(Selected text)
Chit-chat from Imaginatorium Shop

Blog posts in 2009

May — Forum added

I have at last installed a forum, where you can make comments, or ask questions. There is also a section for my blog, which should help me provide rather more commentary than twice a year!

You will need to sign up to post: please remember you are writing in public, not just sending me a message.

This is not yet customised or integrated—the software I'm using is the standard version of phpBB3. For the time being you need to let it open in a new browser tab (or window) otherwise there's no way back.

June — New puzzles!

Big pile of new Epoch titles arrived last week, so I'm trying to get cracking on the ones still waiting in the queue.

I updated the Shu fantasy art page, or rather pages now, since I've split off the smaller (300/500) puzzles. We sell overwhelmingly more puzzles in the 1000+ piece range, but we do also get customers who are just looking for smaller puzzles. So increasingly I'm aiming to get the complete manufacturer range on display. (One of the backroom things I've been busy on recently is our system for updating from the manufacturer online catalogs, at least where this is possible.)

Then next in line is a whole page of "military history" - paintings of famous battle incidents, including Suwahara's portrayal of the battle of red cliffs, subject of new Chinese blockbuster. Japanese history is entwined with that of China, just as English and French history are, and as always easily-romanticised incident get picked out from wherever they happened.

(Objectives)
• a. Please transcribe the 2009 Imaginatorium Shop blog posts word for word.
• b. Edit the stretch of rows from the first row through the line containing "[(271, 161)]" by changing "burnt car wheel" to "scorched tire". Return only those lines, with nothing else altered.

(Records from a point annotation dataset)
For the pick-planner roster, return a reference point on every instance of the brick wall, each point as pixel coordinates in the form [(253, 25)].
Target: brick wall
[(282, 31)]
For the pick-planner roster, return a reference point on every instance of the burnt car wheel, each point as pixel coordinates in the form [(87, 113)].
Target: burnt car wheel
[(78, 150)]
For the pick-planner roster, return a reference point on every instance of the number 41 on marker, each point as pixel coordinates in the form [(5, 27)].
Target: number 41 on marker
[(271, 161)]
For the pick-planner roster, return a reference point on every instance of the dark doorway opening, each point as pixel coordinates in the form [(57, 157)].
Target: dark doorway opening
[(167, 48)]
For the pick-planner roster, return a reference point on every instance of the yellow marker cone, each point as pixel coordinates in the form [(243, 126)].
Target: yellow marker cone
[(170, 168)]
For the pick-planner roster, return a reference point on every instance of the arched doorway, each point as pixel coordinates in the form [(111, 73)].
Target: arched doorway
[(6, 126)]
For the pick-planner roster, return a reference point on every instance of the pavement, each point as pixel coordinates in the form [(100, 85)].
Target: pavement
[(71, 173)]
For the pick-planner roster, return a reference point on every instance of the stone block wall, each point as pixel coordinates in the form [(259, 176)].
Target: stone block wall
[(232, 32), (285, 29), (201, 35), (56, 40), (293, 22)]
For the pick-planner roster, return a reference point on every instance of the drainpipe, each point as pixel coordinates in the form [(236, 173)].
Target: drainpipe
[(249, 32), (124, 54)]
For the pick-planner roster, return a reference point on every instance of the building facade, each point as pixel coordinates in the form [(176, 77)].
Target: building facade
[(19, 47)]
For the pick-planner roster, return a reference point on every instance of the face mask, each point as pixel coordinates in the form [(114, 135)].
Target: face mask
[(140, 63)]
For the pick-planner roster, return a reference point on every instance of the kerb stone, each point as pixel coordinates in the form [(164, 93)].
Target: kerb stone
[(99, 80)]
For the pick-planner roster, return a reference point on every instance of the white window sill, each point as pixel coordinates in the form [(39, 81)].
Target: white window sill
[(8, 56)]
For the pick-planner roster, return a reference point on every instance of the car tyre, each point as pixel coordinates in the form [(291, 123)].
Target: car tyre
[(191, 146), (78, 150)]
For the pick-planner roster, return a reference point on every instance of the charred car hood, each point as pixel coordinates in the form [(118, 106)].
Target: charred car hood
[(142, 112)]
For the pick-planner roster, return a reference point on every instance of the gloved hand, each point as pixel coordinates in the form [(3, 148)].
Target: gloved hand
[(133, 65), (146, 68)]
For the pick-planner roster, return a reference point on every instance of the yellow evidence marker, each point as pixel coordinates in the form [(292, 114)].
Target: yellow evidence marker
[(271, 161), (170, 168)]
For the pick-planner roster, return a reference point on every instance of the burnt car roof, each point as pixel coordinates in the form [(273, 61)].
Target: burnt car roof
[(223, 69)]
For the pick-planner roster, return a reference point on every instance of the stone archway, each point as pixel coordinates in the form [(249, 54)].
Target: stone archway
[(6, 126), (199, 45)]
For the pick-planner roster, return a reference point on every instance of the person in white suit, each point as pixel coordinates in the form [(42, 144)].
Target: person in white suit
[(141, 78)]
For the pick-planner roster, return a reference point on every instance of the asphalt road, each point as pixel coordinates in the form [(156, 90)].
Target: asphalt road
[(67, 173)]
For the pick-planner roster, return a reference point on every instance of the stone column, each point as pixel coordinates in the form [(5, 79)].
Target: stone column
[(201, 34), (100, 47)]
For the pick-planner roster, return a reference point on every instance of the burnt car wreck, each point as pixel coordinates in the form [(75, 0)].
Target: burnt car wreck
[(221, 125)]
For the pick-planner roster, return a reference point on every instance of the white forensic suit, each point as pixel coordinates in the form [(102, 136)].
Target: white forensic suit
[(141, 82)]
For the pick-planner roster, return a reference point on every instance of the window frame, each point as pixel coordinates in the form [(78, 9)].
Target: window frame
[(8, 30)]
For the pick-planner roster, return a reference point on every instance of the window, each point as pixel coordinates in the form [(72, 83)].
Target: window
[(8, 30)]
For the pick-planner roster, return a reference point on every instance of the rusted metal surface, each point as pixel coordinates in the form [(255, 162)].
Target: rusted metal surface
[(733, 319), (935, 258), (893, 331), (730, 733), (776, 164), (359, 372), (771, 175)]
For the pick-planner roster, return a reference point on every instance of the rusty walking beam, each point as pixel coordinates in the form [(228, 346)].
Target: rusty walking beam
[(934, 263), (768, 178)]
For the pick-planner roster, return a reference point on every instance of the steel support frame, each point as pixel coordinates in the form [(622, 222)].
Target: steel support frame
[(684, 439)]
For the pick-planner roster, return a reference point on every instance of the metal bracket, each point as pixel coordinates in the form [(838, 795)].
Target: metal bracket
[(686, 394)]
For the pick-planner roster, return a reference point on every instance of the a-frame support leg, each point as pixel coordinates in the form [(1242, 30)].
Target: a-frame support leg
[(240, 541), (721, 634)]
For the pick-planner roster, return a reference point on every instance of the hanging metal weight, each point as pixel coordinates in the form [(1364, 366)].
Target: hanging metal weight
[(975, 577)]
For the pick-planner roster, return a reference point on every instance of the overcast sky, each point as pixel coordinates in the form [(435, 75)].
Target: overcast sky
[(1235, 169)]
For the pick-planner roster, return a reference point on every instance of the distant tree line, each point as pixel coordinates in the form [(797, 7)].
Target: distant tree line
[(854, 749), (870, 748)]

(Task-by-task outputs)
• a.
Chit-chat from Imaginatorium Shop

Blog posts in 2009

May — Forum added

I have at last installed a forum, where you can make comments, or ask questions. There is also a section for my blog, which should help me provide rather more commentary than twice a year!

You will need to sign up to post: please remember you are writing in public, not just sending me a message.

This is not yet customised or integrated—the software I'm using is the standard version of phpBB3. For the time being you need to let it open in a new browser tab (or window) otherwise there's no way back.

June — New puzzles!

Big pile of new Epoch titles arrived last week, so I'm trying to get cracking on the ones still waiting in the queue.

I updated the Shu fantasy art page, or rather pages now, since I've split off the smaller (300/500) puzzles. We sell overwhelmingly more puzzles in the 1000+ piece range, but we do also get customers who are just looking for smaller puzzles. So increasingly I'm aiming to get the complete manufacturer range on display. (One of the backroom things I've been busy on recently is our system for updating from the manufacturer online catalogs, at least where this is possible.)

Then next in line is a whole page of "military history" - paintings of famous battle incidents, including Suwahara's portrayal of the battle of red cliffs, subject of new Chinese blockbuster. Japanese history is entwined with that of China, just as English and French history are, and as always easily-romanticised incident get picked out from wherever they happened.

• b.
For the pick-planner roster, return a reference point on every instance of the brick wall, each point as pixel coordinates in the form [(253, 25)].
Target: brick wall
[(282, 31)]
For the pick-planner roster, return a reference point on every instance of the scorched tire, each point as pixel coordinates in the form [(87, 113)].
Target: scorched tire
[(78, 150)]
For the pick-planner roster, return a reference point on every instance of the number 41 on marker, each point as pixel coordinates in the form [(5, 27)].
Target: number 41 on marker
[(271, 161)]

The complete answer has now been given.